* _Exercise instructions_
Your answer must be an exact copy of the listing.

* _Exercise data_
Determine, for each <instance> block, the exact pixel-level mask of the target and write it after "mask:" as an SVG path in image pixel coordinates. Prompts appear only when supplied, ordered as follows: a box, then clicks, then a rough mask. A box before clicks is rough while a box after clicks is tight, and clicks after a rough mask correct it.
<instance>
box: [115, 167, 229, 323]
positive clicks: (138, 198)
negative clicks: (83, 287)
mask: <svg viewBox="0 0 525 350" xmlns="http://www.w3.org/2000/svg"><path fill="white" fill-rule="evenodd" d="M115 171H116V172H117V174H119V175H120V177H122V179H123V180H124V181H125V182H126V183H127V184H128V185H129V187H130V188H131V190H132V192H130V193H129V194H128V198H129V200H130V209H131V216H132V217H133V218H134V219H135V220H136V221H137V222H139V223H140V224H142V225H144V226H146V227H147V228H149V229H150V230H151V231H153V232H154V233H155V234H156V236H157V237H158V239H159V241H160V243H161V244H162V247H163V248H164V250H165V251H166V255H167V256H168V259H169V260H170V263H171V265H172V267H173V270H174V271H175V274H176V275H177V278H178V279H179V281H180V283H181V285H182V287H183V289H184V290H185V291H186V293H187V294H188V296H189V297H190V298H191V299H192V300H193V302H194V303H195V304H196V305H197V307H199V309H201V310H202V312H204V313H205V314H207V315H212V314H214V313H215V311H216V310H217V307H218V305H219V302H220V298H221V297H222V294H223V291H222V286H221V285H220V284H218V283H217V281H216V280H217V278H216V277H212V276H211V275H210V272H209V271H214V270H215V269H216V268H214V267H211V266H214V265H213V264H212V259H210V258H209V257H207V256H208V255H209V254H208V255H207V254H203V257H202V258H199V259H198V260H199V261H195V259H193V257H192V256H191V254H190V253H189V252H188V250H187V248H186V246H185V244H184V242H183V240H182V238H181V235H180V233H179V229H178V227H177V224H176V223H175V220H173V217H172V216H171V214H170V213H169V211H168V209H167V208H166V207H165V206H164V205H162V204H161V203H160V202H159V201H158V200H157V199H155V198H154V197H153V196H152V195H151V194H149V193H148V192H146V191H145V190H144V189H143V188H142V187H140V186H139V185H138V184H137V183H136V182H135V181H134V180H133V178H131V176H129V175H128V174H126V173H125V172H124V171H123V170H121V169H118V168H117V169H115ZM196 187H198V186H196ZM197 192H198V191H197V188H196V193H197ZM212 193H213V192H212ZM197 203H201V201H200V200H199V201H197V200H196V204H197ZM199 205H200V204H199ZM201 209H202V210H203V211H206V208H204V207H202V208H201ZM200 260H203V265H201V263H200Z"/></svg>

* _Response for this exercise_
Determine, for each <instance> block, the exact pixel-level mask of the target and write it after "mask:" as an SVG path in image pixel coordinates. Prompts appear only when supplied, ordered as follows: a box, then clicks, then a rough mask. A box before clicks is rough while a box after clicks is tight, and clicks after a rough mask correct it.
<instance>
box: [115, 167, 229, 323]
positive clicks: (138, 198)
negative clicks: (83, 287)
mask: <svg viewBox="0 0 525 350" xmlns="http://www.w3.org/2000/svg"><path fill="white" fill-rule="evenodd" d="M115 171H116V172H117V174H119V175H120V177H122V179H123V180H124V181H125V182H126V183H127V184H128V185H129V187H130V188H131V190H132V192H130V193H129V194H128V198H129V200H130V209H131V216H132V217H133V218H134V219H135V220H136V221H137V222H139V223H140V224H142V225H144V226H146V227H147V228H149V229H150V230H151V231H153V232H154V233H155V234H156V236H157V237H158V239H159V241H160V243H161V244H162V247H163V248H164V250H165V251H166V255H167V256H168V259H169V260H170V263H171V265H172V267H173V270H174V271H175V274H176V275H177V278H178V279H179V281H180V283H181V285H182V287H183V289H184V290H185V291H186V293H187V294H188V296H189V297H190V298H191V299H192V300H193V302H194V303H195V304H196V305H197V307H199V309H201V310H202V312H204V313H205V314H207V315H212V314H214V313H215V311H216V310H217V307H218V305H219V302H220V298H221V297H222V294H223V291H222V286H221V285H220V284H218V283H217V281H216V280H217V278H216V277H212V276H211V275H210V272H209V271H214V270H215V269H216V268H214V267H211V266H214V265H213V264H212V259H210V258H209V257H207V256H208V255H209V254H208V255H207V254H203V257H202V258H199V259H198V260H199V261H195V259H193V257H192V256H191V254H190V253H189V252H188V250H187V248H186V246H185V244H184V242H183V240H182V238H181V235H180V233H179V229H178V227H177V224H176V223H175V220H173V217H172V216H171V214H170V213H169V211H168V209H167V208H166V207H165V206H164V205H162V204H161V203H160V202H159V201H158V200H157V199H155V198H154V197H153V196H152V195H151V194H149V193H148V192H146V191H145V190H144V189H143V188H142V187H140V186H139V185H138V184H137V183H136V182H135V181H134V180H133V178H131V176H129V175H128V174H126V173H125V172H124V171H123V170H121V169H118V168H117V169H115ZM196 187H198V186H196ZM197 192H198V191H197V188H196V193H197ZM212 193H213V192H212ZM197 203H201V201H200V200H199V201H197V200H196V204H197ZM199 205H200V204H199ZM201 209H202V210H203V211H206V208H204V207H202V208H201ZM200 260H203V265H201V263H200Z"/></svg>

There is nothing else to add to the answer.